(Data in this exercise)
====

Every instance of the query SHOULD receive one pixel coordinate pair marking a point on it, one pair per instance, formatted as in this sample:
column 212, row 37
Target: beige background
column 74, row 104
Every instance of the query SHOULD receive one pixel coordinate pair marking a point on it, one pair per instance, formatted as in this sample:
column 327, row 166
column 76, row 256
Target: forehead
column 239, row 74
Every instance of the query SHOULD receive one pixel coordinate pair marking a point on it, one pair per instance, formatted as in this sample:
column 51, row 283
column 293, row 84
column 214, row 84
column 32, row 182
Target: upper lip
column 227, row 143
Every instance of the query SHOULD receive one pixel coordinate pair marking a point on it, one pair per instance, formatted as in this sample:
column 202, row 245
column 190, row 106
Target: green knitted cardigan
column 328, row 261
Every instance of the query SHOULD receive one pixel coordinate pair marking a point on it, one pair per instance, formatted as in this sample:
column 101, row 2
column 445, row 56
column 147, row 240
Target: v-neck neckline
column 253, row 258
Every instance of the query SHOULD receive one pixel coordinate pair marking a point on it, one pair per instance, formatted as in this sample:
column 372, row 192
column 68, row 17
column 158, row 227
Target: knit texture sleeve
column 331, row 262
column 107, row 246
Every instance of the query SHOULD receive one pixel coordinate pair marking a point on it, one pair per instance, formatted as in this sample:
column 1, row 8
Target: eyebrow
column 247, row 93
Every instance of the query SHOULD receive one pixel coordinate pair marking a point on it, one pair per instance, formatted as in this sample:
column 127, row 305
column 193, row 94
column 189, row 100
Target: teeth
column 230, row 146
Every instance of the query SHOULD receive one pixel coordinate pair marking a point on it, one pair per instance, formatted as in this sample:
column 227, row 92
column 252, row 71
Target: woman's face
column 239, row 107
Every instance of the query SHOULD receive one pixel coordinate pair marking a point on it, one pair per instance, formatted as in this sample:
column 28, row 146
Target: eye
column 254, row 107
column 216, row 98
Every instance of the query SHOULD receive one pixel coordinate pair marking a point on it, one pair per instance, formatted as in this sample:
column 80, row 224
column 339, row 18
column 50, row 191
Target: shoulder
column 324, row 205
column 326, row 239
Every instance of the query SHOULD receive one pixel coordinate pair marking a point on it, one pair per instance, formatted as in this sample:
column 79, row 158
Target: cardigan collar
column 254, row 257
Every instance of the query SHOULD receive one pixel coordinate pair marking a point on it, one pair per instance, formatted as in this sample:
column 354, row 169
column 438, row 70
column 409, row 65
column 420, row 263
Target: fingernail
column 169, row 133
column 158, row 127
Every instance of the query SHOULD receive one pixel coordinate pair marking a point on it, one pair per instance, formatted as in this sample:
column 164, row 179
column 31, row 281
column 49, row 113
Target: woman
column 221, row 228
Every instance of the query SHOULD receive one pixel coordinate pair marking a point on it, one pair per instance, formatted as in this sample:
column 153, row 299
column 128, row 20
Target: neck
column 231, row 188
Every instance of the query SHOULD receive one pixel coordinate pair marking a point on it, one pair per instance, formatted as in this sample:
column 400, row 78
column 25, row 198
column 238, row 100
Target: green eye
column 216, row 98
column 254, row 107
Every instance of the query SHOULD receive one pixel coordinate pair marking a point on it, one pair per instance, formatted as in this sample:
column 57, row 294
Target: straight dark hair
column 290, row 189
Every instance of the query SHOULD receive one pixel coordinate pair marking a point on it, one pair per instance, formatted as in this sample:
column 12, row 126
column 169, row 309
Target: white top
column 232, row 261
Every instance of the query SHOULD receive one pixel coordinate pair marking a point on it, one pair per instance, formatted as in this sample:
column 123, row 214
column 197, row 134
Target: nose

====

(What you will do)
Reproduce the records verbatim, starting from the first line and ending with the line that contains "column 239, row 107", with that line included.

(Task answer)
Every instance of the query SHOULD receive one pixel coordinate pair marking a point on it, one pair per instance, formatted as in this sample:
column 212, row 37
Target: beige background
column 74, row 104
Every instance of the query SHOULD receive one pixel coordinate pair marking a point on it, one pair per instance, formatted as in this sample:
column 327, row 166
column 76, row 256
Target: forehead
column 239, row 74
Every instance of the query SHOULD receive one pixel coordinate pair marking a point on it, one pair per instance, formatted as in this sample:
column 51, row 283
column 293, row 84
column 214, row 84
column 32, row 182
Target: upper lip
column 227, row 143
Every instance of the query SHOULD receive one pixel coordinate pair marking a point on it, one pair per instance, formatted as in this sample:
column 202, row 245
column 190, row 106
Target: green knitted cardigan
column 328, row 261
Every instance of the query SHOULD receive one pixel coordinate pair marking a point on it, one pair per instance, formatted as in this sample:
column 101, row 2
column 445, row 56
column 147, row 240
Target: v-neck neckline
column 253, row 258
Every instance of the query SHOULD receive one pixel coordinate pair marking a point on it, one pair per instance, formatted as in this sample:
column 372, row 192
column 68, row 17
column 158, row 227
Target: knit texture sleeve
column 331, row 262
column 107, row 246
Every instance of the query SHOULD receive one pixel coordinate pair marking a point on it, one pair per instance, formatted as in this sample:
column 1, row 8
Target: eyebrow
column 247, row 93
Every instance of the query SHOULD receive one pixel coordinate pair marking a point on it, one pair per instance, formatted as in this sample:
column 127, row 305
column 193, row 94
column 189, row 100
Target: teeth
column 230, row 146
Every instance of the query SHOULD receive one pixel coordinate pair marking a point on it, one pair per instance, formatted as in this sample:
column 227, row 92
column 252, row 71
Target: woman's face
column 239, row 107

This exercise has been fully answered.